### Instructions for the task
Convert all the rows below into a Markdown table with the columns No and Line, numbering each line and leaving out any blank lines.

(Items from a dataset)
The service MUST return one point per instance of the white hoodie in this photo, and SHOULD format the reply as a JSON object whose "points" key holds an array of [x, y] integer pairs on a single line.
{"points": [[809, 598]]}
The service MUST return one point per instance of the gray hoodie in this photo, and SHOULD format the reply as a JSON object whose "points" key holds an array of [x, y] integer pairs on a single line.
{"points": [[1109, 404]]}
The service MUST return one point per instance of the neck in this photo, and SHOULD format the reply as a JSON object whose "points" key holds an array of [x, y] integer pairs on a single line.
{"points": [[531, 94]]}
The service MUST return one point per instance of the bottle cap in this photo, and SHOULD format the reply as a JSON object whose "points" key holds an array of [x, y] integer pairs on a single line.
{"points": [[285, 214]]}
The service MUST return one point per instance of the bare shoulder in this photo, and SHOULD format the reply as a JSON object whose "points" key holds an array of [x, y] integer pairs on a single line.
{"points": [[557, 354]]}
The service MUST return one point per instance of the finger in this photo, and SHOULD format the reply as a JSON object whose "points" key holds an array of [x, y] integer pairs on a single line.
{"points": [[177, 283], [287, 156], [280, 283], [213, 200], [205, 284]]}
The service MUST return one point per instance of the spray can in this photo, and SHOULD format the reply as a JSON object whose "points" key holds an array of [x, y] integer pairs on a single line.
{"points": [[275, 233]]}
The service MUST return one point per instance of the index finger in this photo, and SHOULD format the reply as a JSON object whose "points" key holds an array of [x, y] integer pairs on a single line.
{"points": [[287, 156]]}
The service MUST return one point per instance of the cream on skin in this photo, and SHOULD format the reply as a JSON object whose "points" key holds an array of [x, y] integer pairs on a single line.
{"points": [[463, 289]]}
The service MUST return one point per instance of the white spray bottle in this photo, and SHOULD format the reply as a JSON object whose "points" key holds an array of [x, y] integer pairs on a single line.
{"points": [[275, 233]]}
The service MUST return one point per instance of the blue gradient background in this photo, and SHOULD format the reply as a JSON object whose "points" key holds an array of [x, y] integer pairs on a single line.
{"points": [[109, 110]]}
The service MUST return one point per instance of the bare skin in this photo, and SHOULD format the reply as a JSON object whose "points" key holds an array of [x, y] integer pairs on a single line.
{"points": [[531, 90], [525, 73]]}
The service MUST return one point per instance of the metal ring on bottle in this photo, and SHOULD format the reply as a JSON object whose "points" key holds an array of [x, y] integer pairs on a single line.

### Output for this task
| No | Line |
|---|---|
| 1 | The service MUST return one point per instance of the white hoodie in this photo, and SHOULD format the reply as a JSON object whose "points" key holds an array of [x, y] integer pairs on a single line. |
| 2 | {"points": [[809, 598]]} |
| 3 | The service MUST return one point per instance of the gray hoodie in this photo, and SHOULD format the reply as a JSON object whose "points" key holds an array of [x, y] integer pairs on a single line. |
| 4 | {"points": [[1109, 404]]} |
| 5 | The service MUST return one point per instance of the neck in this photo, and SHOULD format the reply as a JSON object whose "points" key holds an array of [x, y] integer pairs on a single line. |
| 6 | {"points": [[531, 94]]} |
| 7 | The service MUST return one point per instance of the bottle cap in this photo, and SHOULD format the reply as a JSON object whose "points" key holds an array of [x, y] integer pairs on a single line. |
| 8 | {"points": [[285, 214]]} |
| 9 | The service MUST return one point per instance of the bare shoulder in this photo, and SHOULD format the reply as a JSON object whose "points" key holds an array of [x, y] integer pairs on a single line. |
| 10 | {"points": [[557, 354]]} |
| 11 | The service MUST return one point per instance of the finger in this photo, and SHOULD format the reply as a JSON object whose "points" key holds an array of [x, y] integer pairs on a single line. |
| 12 | {"points": [[177, 283], [287, 156], [280, 283], [213, 200], [205, 284]]} |
| 13 | The service MUST return one point per instance of the spray can in this photo, and SHOULD format the reply as a JSON object whose "points" key holds an array of [x, y] integer pairs on a single line. |
| 14 | {"points": [[275, 233]]} |
| 15 | The service MUST return one point per instance of the index finger in this photo, and SHOULD format the reply as a JSON object whose "points" key holds an array of [x, y] integer pairs on a single line. |
| 16 | {"points": [[287, 156]]} |
| 17 | The service MUST return one point per instance of the cream on skin in this photo, and SHOULD format the reply as a JSON object whose "points" key holds an array of [x, y] integer pairs on a single line. |
| 18 | {"points": [[463, 289]]} |
| 19 | The service MUST return one point per instance of the white spray bottle in this photo, and SHOULD format the reply as a JSON object whose "points" key holds an array of [x, y] integer pairs on a single line. |
| 20 | {"points": [[275, 233]]} |
| 21 | The service MUST return one point per instance of the blue gradient background in this photo, and SHOULD format the reply as a JSON object whose "points" key holds an array of [x, y] integer pairs on a single line. |
| 22 | {"points": [[109, 110]]} |
| 23 | The service MUST return one point per instance of the bare skin in this photo, and SHOULD format the reply as a JSON object whose "points" key holds an array of [x, y] integer pairs on a single line. |
| 24 | {"points": [[531, 90], [525, 73]]} |
| 25 | The service MUST return one point per instance of the metal ring on bottle in this photo, and SHOULD format the reply as a JSON object whose "points" key holds an array of [x, y] integer pairs on a single line. |